Exercise goal
For each line of the data below that holds "knit", copy the line.

[Saved entries]
○ ○ ○

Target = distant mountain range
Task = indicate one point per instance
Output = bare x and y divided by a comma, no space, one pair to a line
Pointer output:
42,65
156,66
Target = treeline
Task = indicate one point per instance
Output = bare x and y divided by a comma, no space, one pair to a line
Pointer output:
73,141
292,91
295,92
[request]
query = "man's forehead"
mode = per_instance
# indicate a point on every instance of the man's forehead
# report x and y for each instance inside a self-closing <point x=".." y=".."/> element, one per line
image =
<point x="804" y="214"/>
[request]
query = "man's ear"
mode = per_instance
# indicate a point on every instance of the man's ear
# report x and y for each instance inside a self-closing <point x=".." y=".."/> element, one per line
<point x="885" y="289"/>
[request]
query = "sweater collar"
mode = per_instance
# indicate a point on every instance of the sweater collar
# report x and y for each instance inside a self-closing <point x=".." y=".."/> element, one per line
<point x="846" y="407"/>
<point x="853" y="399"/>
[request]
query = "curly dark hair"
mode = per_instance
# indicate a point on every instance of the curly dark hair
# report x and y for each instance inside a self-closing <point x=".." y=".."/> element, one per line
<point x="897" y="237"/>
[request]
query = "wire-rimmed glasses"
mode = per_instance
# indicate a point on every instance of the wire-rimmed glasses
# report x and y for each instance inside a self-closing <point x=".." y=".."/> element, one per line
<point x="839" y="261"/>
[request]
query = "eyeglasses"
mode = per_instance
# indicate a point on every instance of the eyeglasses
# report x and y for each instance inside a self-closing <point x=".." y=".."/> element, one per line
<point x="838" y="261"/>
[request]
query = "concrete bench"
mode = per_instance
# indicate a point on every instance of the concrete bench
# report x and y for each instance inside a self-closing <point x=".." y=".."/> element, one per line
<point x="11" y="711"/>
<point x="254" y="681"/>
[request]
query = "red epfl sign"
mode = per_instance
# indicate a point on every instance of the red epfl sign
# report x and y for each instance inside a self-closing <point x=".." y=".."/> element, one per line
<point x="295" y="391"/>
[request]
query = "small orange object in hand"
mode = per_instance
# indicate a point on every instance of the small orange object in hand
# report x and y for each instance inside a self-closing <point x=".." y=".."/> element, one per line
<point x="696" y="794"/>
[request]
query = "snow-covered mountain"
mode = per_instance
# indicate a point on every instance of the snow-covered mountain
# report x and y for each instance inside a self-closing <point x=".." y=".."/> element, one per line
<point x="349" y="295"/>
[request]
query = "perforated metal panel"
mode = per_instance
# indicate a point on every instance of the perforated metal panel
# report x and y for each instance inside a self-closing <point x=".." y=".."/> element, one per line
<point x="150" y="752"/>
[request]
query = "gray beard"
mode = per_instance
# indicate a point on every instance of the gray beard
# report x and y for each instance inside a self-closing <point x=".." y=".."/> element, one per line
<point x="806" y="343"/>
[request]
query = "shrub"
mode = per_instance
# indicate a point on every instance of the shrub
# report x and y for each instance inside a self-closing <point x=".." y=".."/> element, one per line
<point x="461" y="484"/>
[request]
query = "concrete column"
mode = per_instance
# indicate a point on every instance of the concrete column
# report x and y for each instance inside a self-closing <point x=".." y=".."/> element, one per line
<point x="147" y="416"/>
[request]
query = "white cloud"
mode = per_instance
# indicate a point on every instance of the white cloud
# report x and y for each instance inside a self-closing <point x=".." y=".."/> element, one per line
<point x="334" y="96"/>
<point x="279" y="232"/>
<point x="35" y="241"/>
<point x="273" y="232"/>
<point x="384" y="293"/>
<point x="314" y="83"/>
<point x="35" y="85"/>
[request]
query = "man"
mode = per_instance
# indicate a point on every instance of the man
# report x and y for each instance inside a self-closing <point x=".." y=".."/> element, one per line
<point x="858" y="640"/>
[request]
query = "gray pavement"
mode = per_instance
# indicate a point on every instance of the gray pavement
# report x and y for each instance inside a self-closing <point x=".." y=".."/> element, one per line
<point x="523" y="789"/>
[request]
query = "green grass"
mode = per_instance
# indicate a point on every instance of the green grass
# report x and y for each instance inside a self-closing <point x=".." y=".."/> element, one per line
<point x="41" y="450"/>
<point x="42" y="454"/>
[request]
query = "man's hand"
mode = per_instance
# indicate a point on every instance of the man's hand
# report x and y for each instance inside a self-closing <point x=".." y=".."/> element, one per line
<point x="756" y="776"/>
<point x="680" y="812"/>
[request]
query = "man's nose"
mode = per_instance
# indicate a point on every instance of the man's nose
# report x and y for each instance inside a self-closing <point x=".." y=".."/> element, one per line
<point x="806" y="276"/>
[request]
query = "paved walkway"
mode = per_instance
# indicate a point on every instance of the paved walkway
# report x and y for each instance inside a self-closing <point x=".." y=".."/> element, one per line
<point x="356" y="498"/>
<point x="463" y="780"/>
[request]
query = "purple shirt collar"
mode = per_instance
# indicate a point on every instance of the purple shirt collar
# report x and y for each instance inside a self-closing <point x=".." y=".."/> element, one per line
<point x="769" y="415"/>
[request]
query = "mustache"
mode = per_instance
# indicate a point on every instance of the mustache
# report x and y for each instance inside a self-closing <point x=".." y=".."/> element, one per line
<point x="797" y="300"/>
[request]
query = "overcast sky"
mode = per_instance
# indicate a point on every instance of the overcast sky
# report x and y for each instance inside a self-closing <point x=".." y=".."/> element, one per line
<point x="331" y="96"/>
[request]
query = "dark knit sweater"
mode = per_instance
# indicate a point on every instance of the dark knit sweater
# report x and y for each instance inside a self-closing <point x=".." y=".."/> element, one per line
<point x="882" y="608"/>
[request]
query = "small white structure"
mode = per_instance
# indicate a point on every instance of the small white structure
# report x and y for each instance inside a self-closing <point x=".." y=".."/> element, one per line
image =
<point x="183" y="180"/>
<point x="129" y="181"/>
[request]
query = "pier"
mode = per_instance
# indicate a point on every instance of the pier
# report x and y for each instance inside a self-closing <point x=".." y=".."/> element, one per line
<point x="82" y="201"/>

○ ○ ○

Result
query = "dark knit sweater"
# indicate a point on every instance of the dark knit sweater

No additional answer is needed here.